==== The input ====
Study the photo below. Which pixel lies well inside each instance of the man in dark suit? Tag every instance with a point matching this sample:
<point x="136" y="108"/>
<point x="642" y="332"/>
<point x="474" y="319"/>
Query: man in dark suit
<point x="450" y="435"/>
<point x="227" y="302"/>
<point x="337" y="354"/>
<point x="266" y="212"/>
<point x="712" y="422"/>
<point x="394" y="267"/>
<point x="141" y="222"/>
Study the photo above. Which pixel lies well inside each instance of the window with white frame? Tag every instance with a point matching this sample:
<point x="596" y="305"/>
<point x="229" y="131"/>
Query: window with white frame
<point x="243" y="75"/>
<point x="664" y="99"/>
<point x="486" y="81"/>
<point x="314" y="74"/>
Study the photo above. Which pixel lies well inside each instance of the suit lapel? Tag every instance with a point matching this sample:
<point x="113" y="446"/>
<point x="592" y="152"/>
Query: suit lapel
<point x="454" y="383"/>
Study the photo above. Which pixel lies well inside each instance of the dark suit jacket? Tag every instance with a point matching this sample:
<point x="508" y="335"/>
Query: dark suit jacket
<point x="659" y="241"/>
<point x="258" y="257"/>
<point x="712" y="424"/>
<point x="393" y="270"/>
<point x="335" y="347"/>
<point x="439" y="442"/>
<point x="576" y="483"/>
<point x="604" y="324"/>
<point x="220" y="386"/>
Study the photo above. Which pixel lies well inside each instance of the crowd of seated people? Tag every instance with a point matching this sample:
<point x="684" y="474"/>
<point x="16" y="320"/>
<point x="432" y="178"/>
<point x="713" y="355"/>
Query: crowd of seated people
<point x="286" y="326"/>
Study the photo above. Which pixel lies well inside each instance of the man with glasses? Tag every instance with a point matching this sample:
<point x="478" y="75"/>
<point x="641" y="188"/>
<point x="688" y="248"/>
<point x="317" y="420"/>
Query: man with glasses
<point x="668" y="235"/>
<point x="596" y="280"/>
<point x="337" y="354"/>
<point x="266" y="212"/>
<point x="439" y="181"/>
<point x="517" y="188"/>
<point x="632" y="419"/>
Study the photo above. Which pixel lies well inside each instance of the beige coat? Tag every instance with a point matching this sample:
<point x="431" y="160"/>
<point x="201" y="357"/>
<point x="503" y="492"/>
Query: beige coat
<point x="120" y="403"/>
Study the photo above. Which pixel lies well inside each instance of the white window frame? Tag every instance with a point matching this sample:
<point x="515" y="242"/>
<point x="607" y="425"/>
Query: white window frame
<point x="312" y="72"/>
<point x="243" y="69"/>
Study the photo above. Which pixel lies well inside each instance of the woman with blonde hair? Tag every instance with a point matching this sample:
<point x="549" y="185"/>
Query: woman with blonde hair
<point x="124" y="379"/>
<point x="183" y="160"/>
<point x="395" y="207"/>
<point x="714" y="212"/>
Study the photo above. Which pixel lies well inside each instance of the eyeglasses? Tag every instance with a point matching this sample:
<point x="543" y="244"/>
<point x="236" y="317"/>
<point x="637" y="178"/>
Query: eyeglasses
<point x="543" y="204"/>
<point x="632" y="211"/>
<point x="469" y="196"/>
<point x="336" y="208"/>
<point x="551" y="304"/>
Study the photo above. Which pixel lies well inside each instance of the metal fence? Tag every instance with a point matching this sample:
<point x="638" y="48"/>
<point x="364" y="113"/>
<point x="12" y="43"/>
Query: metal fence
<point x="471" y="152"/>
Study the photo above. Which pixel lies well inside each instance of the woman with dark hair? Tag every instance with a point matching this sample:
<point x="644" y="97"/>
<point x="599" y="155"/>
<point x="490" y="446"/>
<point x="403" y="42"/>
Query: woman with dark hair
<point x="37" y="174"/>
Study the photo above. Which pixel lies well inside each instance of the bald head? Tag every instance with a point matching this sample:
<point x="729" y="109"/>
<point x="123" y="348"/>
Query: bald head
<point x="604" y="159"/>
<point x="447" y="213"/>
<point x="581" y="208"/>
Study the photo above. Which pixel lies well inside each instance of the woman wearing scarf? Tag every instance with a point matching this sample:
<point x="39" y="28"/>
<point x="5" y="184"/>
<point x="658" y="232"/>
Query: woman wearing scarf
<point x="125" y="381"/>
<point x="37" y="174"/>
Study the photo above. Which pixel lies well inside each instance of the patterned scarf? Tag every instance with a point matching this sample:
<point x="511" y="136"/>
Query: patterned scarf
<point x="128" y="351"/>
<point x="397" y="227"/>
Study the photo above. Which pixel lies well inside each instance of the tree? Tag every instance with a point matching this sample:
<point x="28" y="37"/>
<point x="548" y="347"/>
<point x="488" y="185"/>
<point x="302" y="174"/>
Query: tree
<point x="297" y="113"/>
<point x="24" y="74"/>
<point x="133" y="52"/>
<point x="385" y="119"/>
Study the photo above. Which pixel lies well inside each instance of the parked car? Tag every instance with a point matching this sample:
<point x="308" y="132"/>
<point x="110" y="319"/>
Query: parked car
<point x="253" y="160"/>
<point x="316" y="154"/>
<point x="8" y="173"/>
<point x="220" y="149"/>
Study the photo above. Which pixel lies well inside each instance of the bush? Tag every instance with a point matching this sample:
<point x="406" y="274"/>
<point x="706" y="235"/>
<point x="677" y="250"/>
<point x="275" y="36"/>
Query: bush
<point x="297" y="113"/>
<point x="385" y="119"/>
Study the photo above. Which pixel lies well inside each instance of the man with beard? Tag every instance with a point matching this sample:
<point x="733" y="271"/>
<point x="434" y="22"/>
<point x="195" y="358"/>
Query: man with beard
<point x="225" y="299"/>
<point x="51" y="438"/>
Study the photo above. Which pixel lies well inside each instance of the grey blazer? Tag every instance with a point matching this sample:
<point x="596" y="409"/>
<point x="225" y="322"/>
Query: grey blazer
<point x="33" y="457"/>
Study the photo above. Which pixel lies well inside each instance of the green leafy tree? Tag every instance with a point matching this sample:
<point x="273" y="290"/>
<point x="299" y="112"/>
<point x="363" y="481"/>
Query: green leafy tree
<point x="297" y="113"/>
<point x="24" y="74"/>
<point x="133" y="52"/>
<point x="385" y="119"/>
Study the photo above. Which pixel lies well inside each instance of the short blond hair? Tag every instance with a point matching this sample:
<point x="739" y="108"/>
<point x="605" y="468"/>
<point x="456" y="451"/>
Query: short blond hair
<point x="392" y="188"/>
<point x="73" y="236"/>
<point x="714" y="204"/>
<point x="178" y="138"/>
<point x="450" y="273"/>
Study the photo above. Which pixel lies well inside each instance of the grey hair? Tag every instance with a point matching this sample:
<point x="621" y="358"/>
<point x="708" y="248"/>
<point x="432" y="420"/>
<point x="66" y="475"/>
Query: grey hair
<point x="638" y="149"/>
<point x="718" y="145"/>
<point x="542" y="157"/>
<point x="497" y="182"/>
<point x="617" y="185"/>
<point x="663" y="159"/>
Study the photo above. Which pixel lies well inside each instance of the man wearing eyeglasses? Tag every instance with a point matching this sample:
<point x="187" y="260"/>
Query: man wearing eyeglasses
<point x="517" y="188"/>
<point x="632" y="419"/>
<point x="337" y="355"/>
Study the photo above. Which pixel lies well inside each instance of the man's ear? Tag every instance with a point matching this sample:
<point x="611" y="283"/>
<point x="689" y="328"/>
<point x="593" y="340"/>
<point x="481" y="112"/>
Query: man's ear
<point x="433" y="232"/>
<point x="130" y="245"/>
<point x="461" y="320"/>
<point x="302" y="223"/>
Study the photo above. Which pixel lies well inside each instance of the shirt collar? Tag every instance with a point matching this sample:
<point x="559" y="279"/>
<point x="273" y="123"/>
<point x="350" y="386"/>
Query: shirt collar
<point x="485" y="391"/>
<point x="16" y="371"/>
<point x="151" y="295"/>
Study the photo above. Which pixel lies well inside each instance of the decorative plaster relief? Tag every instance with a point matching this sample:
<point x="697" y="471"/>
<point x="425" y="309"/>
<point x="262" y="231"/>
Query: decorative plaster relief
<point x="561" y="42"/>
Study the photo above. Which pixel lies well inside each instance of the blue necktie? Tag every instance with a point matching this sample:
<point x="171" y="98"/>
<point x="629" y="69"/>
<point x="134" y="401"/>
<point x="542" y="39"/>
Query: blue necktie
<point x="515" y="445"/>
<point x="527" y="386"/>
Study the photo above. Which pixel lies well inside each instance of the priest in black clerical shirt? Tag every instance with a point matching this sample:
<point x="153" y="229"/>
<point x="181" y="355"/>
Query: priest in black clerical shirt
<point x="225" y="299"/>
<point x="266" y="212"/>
====
▶ Direction:
Go from the line containing "of the shirt" through the end of the items, and copy those lines with "decorative plaster relief" changed to "ornamental plaster molding" and everything else unchanged. Give only those lines.

▶ Reply to the task:
Study the photo above. Which pixel lies well inside each instance of the shirt collar? Tag every instance with a point matching this sample:
<point x="559" y="279"/>
<point x="273" y="123"/>
<point x="350" y="386"/>
Query: shirt collar
<point x="485" y="391"/>
<point x="16" y="371"/>
<point x="151" y="295"/>
Study the photo above. Which pixel lies well inside each instance of the ornamental plaster molding? Tag every instance with a point matching this sample:
<point x="697" y="471"/>
<point x="425" y="309"/>
<point x="262" y="231"/>
Query: ornamental plaster molding
<point x="561" y="42"/>
Study the photo above. Which pixel lies well inside each instance of the blue necktie? Tag every instance with a point matching this sample:
<point x="171" y="98"/>
<point x="629" y="69"/>
<point x="134" y="401"/>
<point x="542" y="39"/>
Query: blue necktie
<point x="515" y="445"/>
<point x="527" y="386"/>
Study the photo above. Which pixel lies well inside each instance of the priest in black clerical shirt? Tag every instance with a point matching this sample:
<point x="153" y="229"/>
<point x="181" y="355"/>
Query: priest in black clerical shirt
<point x="225" y="299"/>
<point x="266" y="212"/>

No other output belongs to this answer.